* _Work to complete_
Keep the pictures out of your copy. Transcribe the records below exactly.

(Stored data entries)
= Beginning of Section =

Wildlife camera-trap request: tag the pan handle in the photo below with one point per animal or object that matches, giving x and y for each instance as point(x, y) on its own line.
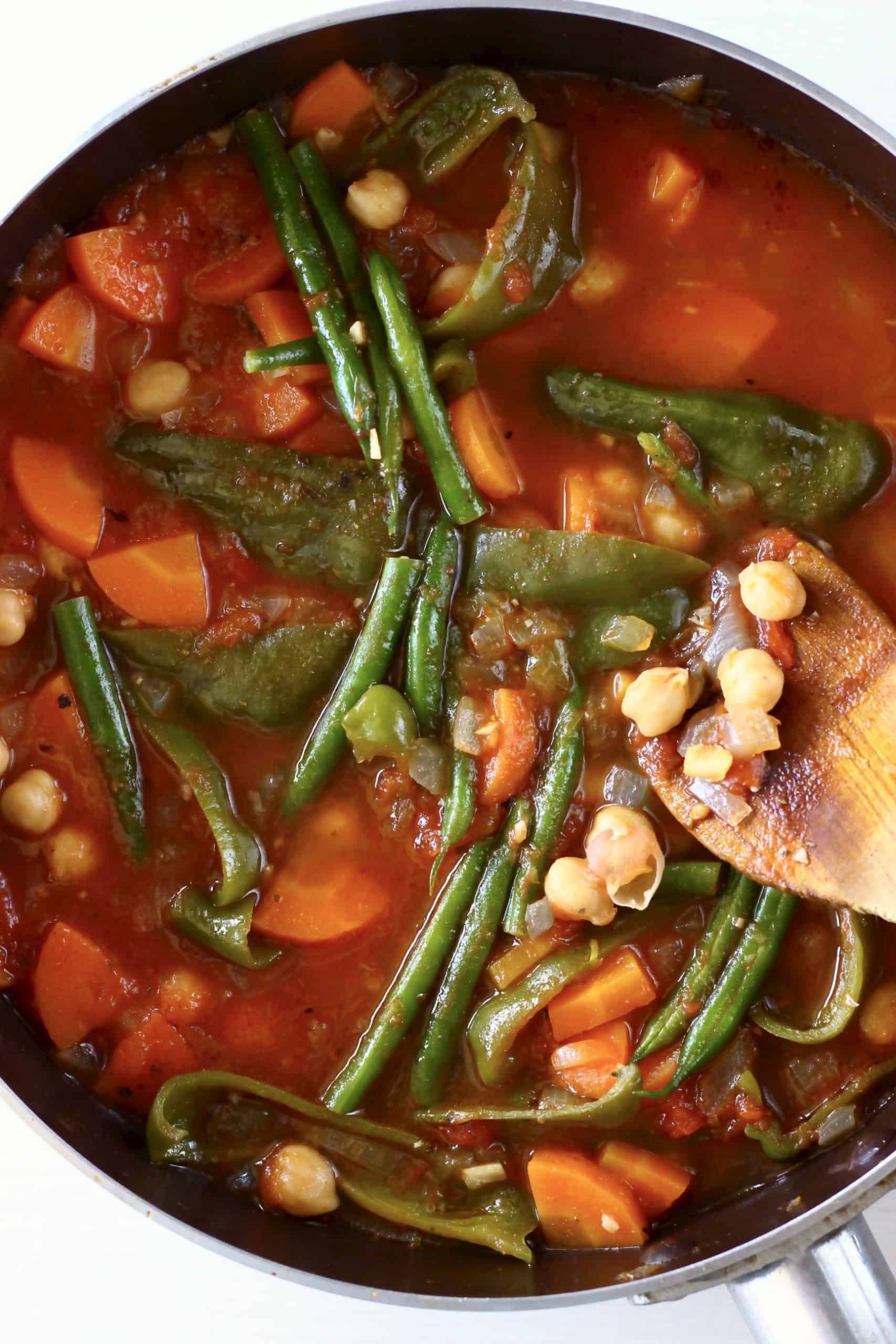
point(841, 1290)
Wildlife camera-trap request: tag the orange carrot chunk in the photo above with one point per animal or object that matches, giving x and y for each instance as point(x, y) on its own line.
point(116, 268)
point(656, 1182)
point(484, 448)
point(510, 765)
point(157, 582)
point(64, 331)
point(333, 100)
point(58, 492)
point(77, 988)
point(613, 991)
point(581, 1203)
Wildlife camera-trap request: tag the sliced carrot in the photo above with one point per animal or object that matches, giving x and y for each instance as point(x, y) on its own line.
point(143, 1061)
point(59, 492)
point(336, 99)
point(77, 988)
point(157, 582)
point(64, 331)
point(484, 448)
point(510, 765)
point(613, 991)
point(256, 264)
point(117, 269)
point(657, 1182)
point(581, 1203)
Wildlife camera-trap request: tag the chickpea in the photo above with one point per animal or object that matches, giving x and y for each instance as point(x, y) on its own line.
point(300, 1182)
point(156, 386)
point(878, 1018)
point(750, 679)
point(33, 803)
point(16, 609)
point(378, 201)
point(657, 699)
point(577, 893)
point(772, 592)
point(623, 850)
point(71, 854)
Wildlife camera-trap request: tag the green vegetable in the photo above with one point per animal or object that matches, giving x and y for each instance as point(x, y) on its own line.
point(535, 233)
point(556, 1107)
point(99, 697)
point(368, 664)
point(712, 951)
point(444, 127)
point(241, 855)
point(320, 518)
point(291, 354)
point(667, 612)
point(846, 996)
point(804, 467)
point(381, 723)
point(575, 569)
point(446, 1018)
point(318, 183)
point(268, 679)
point(738, 985)
point(224, 932)
point(498, 1023)
point(414, 980)
point(311, 269)
point(558, 781)
point(407, 353)
point(428, 628)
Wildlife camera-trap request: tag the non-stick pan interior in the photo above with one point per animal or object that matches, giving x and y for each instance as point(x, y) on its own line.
point(592, 42)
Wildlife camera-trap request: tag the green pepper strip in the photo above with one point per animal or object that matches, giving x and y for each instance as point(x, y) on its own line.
point(782, 1144)
point(846, 996)
point(318, 183)
point(367, 666)
point(404, 1000)
point(99, 695)
point(407, 353)
point(460, 800)
point(241, 857)
point(428, 628)
point(712, 951)
point(311, 268)
point(289, 354)
point(224, 932)
point(558, 781)
point(445, 1022)
point(738, 985)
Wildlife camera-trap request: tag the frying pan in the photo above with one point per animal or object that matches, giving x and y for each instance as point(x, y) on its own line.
point(794, 1251)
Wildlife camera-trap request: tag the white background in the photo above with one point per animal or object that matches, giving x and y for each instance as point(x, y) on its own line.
point(77, 1263)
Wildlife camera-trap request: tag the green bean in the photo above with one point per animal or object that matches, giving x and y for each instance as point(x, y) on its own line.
point(241, 857)
point(425, 402)
point(311, 268)
point(428, 628)
point(318, 183)
point(99, 697)
point(445, 1022)
point(846, 996)
point(414, 980)
point(738, 987)
point(367, 666)
point(558, 781)
point(699, 976)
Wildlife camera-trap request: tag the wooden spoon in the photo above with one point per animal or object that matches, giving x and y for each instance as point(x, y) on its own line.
point(824, 822)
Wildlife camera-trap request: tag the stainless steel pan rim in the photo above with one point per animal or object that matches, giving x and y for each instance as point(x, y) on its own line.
point(798, 1232)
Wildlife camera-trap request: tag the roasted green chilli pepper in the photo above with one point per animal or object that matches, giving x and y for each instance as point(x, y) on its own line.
point(532, 238)
point(805, 468)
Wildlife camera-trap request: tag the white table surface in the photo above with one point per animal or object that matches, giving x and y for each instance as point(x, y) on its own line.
point(77, 1263)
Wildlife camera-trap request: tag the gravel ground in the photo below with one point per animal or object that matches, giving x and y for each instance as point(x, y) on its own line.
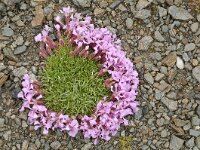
point(162, 37)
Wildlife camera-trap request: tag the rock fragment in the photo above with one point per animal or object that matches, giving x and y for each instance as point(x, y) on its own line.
point(143, 14)
point(170, 59)
point(179, 13)
point(145, 43)
point(176, 143)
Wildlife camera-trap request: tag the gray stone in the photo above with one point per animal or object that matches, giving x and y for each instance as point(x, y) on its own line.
point(189, 47)
point(55, 145)
point(198, 17)
point(195, 121)
point(115, 3)
point(145, 43)
point(194, 133)
point(148, 77)
point(159, 76)
point(2, 67)
point(82, 3)
point(19, 40)
point(196, 73)
point(143, 14)
point(19, 72)
point(9, 54)
point(197, 142)
point(20, 50)
point(190, 143)
point(179, 13)
point(142, 4)
point(129, 23)
point(194, 27)
point(7, 31)
point(171, 104)
point(25, 145)
point(87, 146)
point(162, 11)
point(2, 122)
point(158, 36)
point(176, 143)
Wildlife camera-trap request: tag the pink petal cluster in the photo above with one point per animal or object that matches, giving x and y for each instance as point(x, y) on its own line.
point(108, 115)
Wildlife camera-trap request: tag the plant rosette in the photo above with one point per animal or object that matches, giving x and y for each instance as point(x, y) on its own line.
point(79, 39)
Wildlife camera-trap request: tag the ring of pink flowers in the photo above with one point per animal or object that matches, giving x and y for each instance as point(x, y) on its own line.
point(109, 115)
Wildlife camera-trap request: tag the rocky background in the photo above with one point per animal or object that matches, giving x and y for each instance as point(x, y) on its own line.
point(162, 37)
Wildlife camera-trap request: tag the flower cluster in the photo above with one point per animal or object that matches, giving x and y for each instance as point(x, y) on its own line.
point(123, 83)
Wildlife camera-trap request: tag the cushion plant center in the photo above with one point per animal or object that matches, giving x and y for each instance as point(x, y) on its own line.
point(71, 84)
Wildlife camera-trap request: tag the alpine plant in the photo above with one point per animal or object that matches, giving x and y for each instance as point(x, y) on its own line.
point(98, 44)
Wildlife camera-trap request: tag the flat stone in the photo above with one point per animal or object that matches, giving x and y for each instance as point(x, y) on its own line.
point(9, 54)
point(189, 47)
point(179, 13)
point(170, 59)
point(55, 145)
point(20, 50)
point(129, 23)
point(190, 143)
point(19, 72)
point(176, 143)
point(196, 73)
point(143, 14)
point(148, 77)
point(142, 4)
point(179, 63)
point(82, 3)
point(170, 104)
point(162, 11)
point(159, 76)
point(39, 16)
point(159, 37)
point(7, 31)
point(145, 43)
point(194, 27)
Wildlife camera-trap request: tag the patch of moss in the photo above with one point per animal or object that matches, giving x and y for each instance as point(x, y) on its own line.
point(71, 84)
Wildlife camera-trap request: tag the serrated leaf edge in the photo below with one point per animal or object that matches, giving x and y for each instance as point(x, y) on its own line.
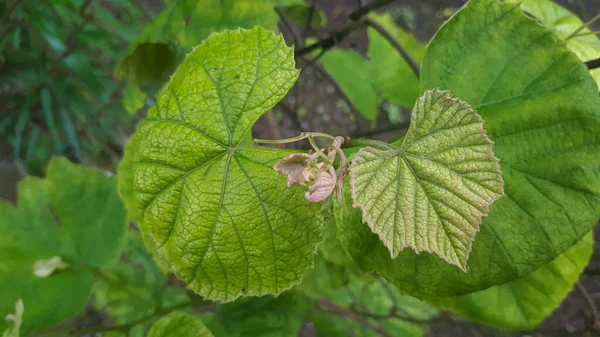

= End of Section =

* _Problem solution_
Wildlife camera-trap request: tag the pan handle in the photo below with one point per animal or object that matches, giving x and y for each instance as point(x, y) on its own line.
point(841, 1290)
Wildlife camera-trap request: tag the orange carrot chunk in the photo above with one point per animal or object that matches, giving x and y for each instance as point(x, y) on its own line.
point(116, 268)
point(656, 1182)
point(484, 448)
point(510, 765)
point(157, 582)
point(64, 331)
point(333, 100)
point(58, 492)
point(77, 988)
point(613, 991)
point(581, 1203)
Wildlife camera-trap request: tag the sliced carrot in the photo above with one point per animal or object that matches, giving x and y for each instance as point(x, y) on its own line.
point(143, 1061)
point(59, 492)
point(336, 99)
point(77, 988)
point(157, 582)
point(64, 331)
point(484, 448)
point(510, 765)
point(613, 991)
point(256, 264)
point(117, 269)
point(657, 1182)
point(581, 1203)
Wildlife camera-trap request: tag the chickpea in the photo above with one point per animal or object that matches, giving x and y for each instance as point(x, y) on its own line.
point(300, 1182)
point(156, 386)
point(878, 1018)
point(750, 679)
point(33, 803)
point(16, 609)
point(378, 201)
point(657, 699)
point(577, 893)
point(772, 592)
point(623, 850)
point(71, 854)
Wildlife camera-trap request: tag the green vegetable in the photo above with one point per animal or object that matches, giving x and y for each instance as point(x, y) on its own line.
point(535, 233)
point(556, 1107)
point(99, 697)
point(368, 664)
point(712, 951)
point(444, 127)
point(241, 855)
point(320, 518)
point(291, 354)
point(667, 612)
point(846, 996)
point(804, 467)
point(381, 723)
point(575, 569)
point(446, 1018)
point(318, 183)
point(268, 679)
point(738, 985)
point(224, 932)
point(498, 1023)
point(414, 980)
point(311, 269)
point(558, 781)
point(407, 353)
point(428, 628)
Wildlife camera-trap request: tag the non-stick pan interior in the photo above with one point per animal or object that matches, giving x and y for each instance as point(x, y) on its own line.
point(592, 42)
Wildlife camera-trap request: tag the green pepper strip in the photo above with one point per animal or object that matches, giving x and y for each instance as point(x, y) on its own line.
point(782, 1144)
point(846, 996)
point(318, 183)
point(367, 666)
point(404, 1000)
point(99, 695)
point(407, 353)
point(460, 800)
point(241, 857)
point(428, 628)
point(712, 951)
point(311, 268)
point(289, 354)
point(224, 932)
point(558, 781)
point(445, 1022)
point(738, 985)
Wildlife camera-trap request: tag the frying pan in the photo above with one point per animal or object that matches, giving x and y for each instance as point(x, y) on its own line.
point(794, 1251)
Wildlife camera-trap request: tag the white background in the photo above with one point per animal or object that matches, giving x and y for each instance as point(x, y) on its own line.
point(77, 1263)
Wildlife camera-trap request: tag the green bean in the photo above with one point per animal or object that matches, giving x and y for each instance as point(x, y) on its own line.
point(241, 857)
point(425, 402)
point(311, 268)
point(428, 628)
point(318, 183)
point(99, 697)
point(445, 1022)
point(846, 996)
point(414, 980)
point(738, 987)
point(367, 666)
point(558, 781)
point(699, 976)
Wildlife camera-trap request: tag the wooden spoon in the photo above with one point per animal or object that matches, giving x and y for each instance as point(x, y) on its own line.
point(824, 822)
Wildlife camera-trap request: tag the stainless steel pan rim in the photo above with one point per animal or object that matches, giving x and y for each instance as point(x, y) on its own line.
point(798, 1232)
Wildlife camera-trap request: tag the roasted green chilli pepper in the photo above with one point per animal or object that matches, giving x and y for each instance as point(x, y) on its own line.
point(532, 238)
point(805, 468)
Wildlife camera-trap request: tag the white table surface in the photo above with one point per animal or object that matches, giving x and y for each instance as point(x, y) on its own line.
point(77, 1263)
Wildlife camera-trap request: tag the gravel ground in the photo below with one point per animal or object that matches, giving x and y for each instance as point(x, y) on its own line.
point(162, 37)
Wildlife camera-trap request: tag the rock fragment in the photo above with one point per animal or object that matches, giving x and y for each instance as point(x, y) on its own line.
point(143, 14)
point(170, 59)
point(179, 13)
point(145, 43)
point(176, 143)
Wildlife camera-trap request: tag the gray stone in the photo above with one point per animal or object that matches, giving x and y for each instance as point(x, y) on its own line.
point(189, 47)
point(55, 145)
point(198, 17)
point(195, 121)
point(115, 3)
point(145, 43)
point(194, 133)
point(148, 77)
point(159, 76)
point(2, 67)
point(82, 3)
point(19, 40)
point(196, 73)
point(143, 14)
point(19, 72)
point(9, 54)
point(197, 142)
point(20, 50)
point(190, 143)
point(179, 13)
point(142, 4)
point(129, 23)
point(194, 27)
point(7, 31)
point(171, 104)
point(25, 145)
point(87, 146)
point(162, 11)
point(2, 122)
point(158, 36)
point(176, 143)
Wildlife camera-trap request: tag the pink petal cluster in the photo above with one point per animal or object that matches, giving x and y for each instance as point(x, y) on its own line.
point(108, 115)
Wildlife camera-trap request: tag the plant rosette in the photo above with one point per animal or object that matches, giving x and y for each instance as point(x, y) on its own line.
point(79, 39)
Wildlife camera-trap request: tag the ring of pink flowers in the photo above with one point per animal or object that matches, giving x and y for each instance as point(x, y) on its own line.
point(109, 115)
Wildlife camera-trap request: tag the rocky background in the photo above with one point per animal or object that matches, giving x and y for each instance as point(x, y) on its own line.
point(162, 37)
Wildlife camera-trap request: tag the flower cluster in the photo above with one point per animal or object that matches, giving x and y for each instance as point(x, y) on its own line.
point(123, 83)
Wildlife camera-trap request: tag the cushion plant center in the photo above with one point per animal or object that matches, giving x and y for each instance as point(x, y) on its own line.
point(71, 84)
Wildlife camera-trap request: tag the alpine plant in the photo above with one point per animal or object that matches, giving x and y for each instance as point(x, y) on its own line.
point(98, 44)
Wildlife camera-trap request: tag the flat stone in the photo above with one point per animal or object that matches, giving x and y for each instance as point(x, y) on its own line.
point(9, 54)
point(189, 47)
point(179, 13)
point(170, 59)
point(55, 145)
point(20, 50)
point(129, 23)
point(190, 143)
point(19, 72)
point(176, 143)
point(196, 73)
point(143, 14)
point(148, 77)
point(142, 4)
point(179, 63)
point(82, 3)
point(170, 104)
point(162, 11)
point(159, 76)
point(39, 16)
point(159, 37)
point(7, 31)
point(145, 43)
point(194, 27)
Wildlife camera-trap request: tag the patch of moss in the photo above with one point per animal or object that matches, giving x and y for each instance as point(x, y) on its own line.
point(71, 84)
Wildlife camera-trap request: tag the serrated leaf edge in the photo below with one point per animal or object that matches, giving x and y for each instance as point(x, y) on its own line.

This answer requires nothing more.